'''

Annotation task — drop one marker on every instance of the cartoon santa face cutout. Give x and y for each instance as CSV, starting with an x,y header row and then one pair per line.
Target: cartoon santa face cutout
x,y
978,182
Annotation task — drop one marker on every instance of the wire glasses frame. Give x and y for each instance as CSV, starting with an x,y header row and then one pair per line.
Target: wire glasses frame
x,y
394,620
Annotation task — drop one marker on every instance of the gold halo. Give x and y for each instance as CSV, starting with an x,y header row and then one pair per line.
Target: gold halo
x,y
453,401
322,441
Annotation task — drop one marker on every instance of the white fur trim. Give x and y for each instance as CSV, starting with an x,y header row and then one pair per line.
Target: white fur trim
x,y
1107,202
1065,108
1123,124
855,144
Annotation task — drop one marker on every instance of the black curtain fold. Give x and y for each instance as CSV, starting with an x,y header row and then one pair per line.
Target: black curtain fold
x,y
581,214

'''
'''

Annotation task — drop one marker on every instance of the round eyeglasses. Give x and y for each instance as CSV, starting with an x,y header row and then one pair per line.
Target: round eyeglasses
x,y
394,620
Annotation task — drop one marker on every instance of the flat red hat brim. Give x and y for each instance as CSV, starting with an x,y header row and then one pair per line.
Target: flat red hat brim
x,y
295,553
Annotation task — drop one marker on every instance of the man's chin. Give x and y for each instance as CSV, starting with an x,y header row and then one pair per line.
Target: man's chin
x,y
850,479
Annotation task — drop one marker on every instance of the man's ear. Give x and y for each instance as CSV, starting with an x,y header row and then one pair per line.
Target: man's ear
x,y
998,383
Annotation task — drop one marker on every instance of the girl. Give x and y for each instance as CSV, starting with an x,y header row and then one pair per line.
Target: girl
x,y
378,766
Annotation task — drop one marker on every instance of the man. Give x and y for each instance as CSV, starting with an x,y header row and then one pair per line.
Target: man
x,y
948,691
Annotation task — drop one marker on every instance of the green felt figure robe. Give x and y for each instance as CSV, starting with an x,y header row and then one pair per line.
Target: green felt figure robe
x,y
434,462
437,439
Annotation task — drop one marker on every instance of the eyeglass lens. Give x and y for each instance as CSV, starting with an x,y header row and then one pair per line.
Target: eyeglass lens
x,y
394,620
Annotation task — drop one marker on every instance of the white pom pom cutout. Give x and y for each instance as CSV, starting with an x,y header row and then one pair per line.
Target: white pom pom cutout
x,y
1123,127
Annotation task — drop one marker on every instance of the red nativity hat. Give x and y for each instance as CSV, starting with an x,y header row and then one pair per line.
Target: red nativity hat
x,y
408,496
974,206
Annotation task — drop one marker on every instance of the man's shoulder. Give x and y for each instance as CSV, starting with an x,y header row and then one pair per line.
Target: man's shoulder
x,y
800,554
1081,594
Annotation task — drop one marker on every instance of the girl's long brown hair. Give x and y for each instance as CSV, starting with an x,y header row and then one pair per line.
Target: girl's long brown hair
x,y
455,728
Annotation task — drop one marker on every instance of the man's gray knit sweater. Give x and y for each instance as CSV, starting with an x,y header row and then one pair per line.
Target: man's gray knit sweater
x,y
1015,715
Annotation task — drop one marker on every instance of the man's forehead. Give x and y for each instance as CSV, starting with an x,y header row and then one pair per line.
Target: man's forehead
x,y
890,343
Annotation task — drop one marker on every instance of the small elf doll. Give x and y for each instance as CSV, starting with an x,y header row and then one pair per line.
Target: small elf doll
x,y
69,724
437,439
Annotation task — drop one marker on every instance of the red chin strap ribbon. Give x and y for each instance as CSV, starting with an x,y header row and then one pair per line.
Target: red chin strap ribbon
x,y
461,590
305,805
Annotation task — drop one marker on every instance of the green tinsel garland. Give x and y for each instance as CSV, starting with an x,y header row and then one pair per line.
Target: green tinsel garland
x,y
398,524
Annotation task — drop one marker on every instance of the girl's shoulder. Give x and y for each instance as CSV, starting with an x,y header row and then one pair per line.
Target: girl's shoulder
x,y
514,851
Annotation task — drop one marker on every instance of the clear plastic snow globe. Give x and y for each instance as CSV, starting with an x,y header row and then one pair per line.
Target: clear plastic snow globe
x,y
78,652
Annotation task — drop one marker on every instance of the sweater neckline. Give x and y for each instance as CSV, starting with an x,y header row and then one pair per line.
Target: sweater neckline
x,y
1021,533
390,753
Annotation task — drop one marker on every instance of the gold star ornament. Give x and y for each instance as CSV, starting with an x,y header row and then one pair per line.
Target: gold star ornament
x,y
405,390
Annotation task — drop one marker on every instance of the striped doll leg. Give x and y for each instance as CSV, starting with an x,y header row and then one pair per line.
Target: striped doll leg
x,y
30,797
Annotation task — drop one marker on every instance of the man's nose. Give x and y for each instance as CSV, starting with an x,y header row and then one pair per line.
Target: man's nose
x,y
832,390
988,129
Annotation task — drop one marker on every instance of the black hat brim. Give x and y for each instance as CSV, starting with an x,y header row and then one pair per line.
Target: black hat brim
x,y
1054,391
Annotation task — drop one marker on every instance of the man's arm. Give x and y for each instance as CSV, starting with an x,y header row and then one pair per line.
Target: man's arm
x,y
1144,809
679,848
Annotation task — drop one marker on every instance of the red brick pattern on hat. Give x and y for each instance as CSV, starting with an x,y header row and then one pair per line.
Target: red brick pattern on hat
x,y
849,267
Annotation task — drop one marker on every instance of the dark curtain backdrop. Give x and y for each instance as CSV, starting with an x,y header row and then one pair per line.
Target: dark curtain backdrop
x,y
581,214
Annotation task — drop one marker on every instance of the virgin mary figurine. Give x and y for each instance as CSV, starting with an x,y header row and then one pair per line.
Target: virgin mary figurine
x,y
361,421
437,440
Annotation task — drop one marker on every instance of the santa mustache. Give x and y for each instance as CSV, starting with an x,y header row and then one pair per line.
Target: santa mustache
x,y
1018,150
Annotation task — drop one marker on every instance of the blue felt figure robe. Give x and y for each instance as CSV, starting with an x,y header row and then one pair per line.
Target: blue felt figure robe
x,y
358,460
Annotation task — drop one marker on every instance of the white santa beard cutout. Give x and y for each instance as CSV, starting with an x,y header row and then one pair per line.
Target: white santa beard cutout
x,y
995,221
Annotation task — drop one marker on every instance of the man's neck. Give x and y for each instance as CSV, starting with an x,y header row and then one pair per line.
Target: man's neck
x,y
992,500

'''

Requirement:
Count the lines in the data above that contain the string "figure", treating uppercase and lowercase as distinct, and give only the resulting number.

Result of this exercise:
4